* [QUOTED TEXT]:
--- START ---
A nice, thorough review of my latest book, by Coryne Hall,
“The Coburgs of Europe. The Rise and Fall of Queen Victoria and Prince Albert’s European Family,” by Arturo E. Beéche. (Eurohistory.com). 376 pages, over 500 photographs.
The Coburgs were described by Bismarck as ‘the stud farm of Europe” and reading this enthralling book will show you exactly why. Beginning with the 1777 marriage of Duke Franz Friedrich Anton and Augusta of Reuss-Ebersdorff, Arturo Beéche takes readers on a fascinating journey showing just how their descendants extended into the European monarchies in the wake of the Napoleonic wars, thus changing the course of history.
To form an idea of the sheer scope covered it is worth remembering that by the end of the nineteenth century the descendants of Franz Friedrich Anton and Augusta occupied the thrones of Great Britain, Belgium, Portugal, Bulgaria and the ducal throne of Saxe-Coburg and Gotha; and they provided consorts for Prussia, Mexico, Austria, Saxony, Hohenzollern, Romania, Hesse and by Rhine and Hohenlohe-Langenburg. By the twentieth century they had reached Sweden, Italy and Luxembourg as well. To cover all this in one volume is an impressive achievement.
--- END ---
* [OBJECTIVE]: Print the part of the book review that opens with "To form an idea" and closes with "an impressive achievement.", word for word. The records come from a separate source, not from the book review.

[Items from a dataset]
--- START ---
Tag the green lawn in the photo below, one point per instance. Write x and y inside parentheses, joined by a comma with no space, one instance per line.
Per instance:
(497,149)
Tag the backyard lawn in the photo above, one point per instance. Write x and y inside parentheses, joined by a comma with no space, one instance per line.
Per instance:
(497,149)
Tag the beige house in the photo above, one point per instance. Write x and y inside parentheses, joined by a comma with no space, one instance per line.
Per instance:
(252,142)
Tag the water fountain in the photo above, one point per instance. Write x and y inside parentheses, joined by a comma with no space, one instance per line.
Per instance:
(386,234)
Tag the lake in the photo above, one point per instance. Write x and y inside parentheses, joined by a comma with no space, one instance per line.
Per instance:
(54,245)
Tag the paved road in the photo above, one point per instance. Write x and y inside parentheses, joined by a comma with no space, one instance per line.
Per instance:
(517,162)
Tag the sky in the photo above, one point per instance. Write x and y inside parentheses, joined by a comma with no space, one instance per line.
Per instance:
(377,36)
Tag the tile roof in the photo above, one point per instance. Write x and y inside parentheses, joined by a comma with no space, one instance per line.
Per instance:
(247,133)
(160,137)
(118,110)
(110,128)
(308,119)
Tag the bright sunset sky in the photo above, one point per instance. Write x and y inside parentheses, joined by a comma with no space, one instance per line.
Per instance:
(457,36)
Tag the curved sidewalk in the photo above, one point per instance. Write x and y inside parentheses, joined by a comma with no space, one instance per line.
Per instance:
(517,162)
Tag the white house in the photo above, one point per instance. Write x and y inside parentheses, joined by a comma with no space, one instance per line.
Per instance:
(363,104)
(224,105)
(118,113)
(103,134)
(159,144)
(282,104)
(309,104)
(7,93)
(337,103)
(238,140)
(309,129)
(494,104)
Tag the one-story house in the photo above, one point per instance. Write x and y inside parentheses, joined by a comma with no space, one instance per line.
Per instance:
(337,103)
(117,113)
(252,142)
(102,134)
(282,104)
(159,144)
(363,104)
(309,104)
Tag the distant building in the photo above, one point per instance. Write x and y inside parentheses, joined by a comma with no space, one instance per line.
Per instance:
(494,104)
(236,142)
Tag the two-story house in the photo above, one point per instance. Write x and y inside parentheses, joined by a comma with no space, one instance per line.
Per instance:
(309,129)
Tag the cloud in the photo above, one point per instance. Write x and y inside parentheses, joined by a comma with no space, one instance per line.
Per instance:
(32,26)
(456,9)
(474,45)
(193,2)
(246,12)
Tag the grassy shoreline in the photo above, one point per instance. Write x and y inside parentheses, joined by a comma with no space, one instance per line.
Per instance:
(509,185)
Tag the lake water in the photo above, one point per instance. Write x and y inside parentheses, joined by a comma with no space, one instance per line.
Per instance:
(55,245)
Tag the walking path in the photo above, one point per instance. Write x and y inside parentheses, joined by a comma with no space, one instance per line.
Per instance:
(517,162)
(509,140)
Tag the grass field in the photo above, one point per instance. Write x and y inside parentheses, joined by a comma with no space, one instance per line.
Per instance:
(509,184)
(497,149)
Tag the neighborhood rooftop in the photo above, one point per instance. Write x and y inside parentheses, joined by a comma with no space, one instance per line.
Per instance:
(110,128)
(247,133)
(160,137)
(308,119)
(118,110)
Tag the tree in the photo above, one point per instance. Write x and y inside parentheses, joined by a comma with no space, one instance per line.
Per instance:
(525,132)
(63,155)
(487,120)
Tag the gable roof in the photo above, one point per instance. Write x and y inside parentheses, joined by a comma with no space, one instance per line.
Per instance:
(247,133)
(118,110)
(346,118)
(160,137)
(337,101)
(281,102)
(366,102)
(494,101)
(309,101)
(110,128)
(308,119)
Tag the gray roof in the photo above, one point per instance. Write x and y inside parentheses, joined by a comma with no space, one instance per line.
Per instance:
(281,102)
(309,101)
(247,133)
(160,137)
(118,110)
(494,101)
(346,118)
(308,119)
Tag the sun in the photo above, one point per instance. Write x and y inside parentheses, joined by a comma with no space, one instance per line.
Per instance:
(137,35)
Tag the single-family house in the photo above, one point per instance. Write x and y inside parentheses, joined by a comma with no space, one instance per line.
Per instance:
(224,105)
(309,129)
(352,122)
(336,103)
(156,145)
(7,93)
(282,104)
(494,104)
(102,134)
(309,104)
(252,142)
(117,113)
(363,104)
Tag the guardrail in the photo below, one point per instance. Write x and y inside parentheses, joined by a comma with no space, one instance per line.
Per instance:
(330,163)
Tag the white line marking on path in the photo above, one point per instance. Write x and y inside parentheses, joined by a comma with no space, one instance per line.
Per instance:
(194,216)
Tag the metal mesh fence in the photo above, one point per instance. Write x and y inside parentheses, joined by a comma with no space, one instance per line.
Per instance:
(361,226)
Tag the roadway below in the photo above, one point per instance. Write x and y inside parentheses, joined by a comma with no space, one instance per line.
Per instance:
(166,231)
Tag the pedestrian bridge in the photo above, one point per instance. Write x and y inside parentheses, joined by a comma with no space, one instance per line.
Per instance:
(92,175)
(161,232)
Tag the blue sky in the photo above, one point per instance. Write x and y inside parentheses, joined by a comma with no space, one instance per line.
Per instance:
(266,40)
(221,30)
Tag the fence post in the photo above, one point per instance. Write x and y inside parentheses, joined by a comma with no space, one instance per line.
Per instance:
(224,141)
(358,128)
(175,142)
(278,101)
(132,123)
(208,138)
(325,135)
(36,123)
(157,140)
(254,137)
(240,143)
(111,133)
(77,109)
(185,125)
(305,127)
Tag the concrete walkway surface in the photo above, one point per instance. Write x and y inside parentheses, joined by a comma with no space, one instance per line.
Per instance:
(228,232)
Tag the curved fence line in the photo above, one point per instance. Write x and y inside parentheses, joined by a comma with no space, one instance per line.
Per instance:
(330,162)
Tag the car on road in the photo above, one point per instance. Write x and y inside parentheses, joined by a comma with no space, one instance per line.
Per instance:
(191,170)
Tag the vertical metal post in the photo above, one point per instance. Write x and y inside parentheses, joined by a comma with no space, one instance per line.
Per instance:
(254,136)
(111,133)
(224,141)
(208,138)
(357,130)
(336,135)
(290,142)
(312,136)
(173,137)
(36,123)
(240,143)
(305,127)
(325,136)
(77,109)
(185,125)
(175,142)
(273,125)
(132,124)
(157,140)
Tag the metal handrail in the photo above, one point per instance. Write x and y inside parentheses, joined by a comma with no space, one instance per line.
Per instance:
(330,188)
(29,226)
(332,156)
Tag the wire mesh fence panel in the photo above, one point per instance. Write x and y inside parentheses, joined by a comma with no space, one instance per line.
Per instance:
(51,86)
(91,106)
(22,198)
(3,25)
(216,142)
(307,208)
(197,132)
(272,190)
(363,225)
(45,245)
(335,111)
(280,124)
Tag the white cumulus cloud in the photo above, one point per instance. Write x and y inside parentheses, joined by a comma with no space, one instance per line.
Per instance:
--- END ---
* [THE COMPLETED TASK]:
To form an idea of the sheer scope covered it is worth remembering that by the end of the nineteenth century the descendants of Franz Friedrich Anton and Augusta occupied the thrones of Great Britain, Belgium, Portugal, Bulgaria and the ducal throne of Saxe-Coburg and Gotha; and they provided consorts for Prussia, Mexico, Austria, Saxony, Hohenzollern, Romania, Hesse and by Rhine and Hohenlohe-Langenburg. By the twentieth century they had reached Sweden, Italy and Luxembourg as well. To cover all this in one volume is an impressive achievement.